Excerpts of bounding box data
'''

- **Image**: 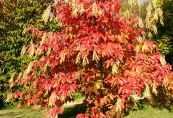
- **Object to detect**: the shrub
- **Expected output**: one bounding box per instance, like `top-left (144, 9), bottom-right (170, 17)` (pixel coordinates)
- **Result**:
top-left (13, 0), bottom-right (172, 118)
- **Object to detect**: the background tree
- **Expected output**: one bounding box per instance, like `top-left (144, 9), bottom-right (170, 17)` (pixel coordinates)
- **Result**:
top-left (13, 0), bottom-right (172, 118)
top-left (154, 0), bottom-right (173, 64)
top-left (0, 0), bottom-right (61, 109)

'''
'''

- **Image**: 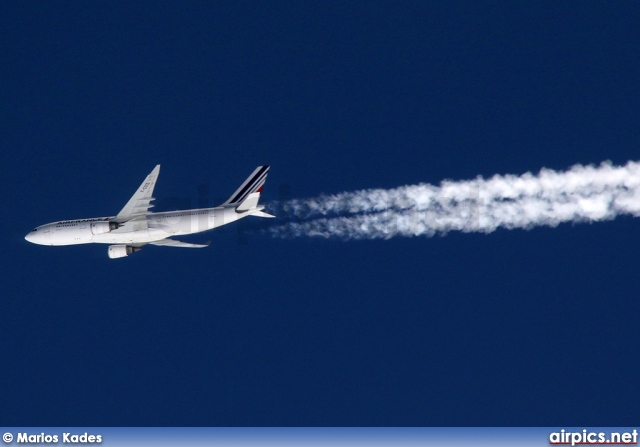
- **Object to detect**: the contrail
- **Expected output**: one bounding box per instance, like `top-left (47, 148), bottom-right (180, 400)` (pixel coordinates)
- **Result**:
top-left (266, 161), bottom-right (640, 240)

'''

• INSTRUCTIONS TO FOLLOW
Starting at the line that contains "- **Object to detect**: the background tree" and stopping after the line that contains "top-left (154, 0), bottom-right (173, 64)", express those lines as a two-column CSV with the columns request and boxes. Give one row per request, holding its text and its answer, with each in a single quoted field and line breaks replaced by spaces.

• FULL RESPONSE
request,boxes
"- **Object to detect**: the background tree - **Expected output**: one bounding box per instance, like `top-left (144, 9), bottom-right (170, 17)` (pixel coordinates) - **Result**:","top-left (13, 0), bottom-right (172, 118) top-left (154, 0), bottom-right (173, 64)"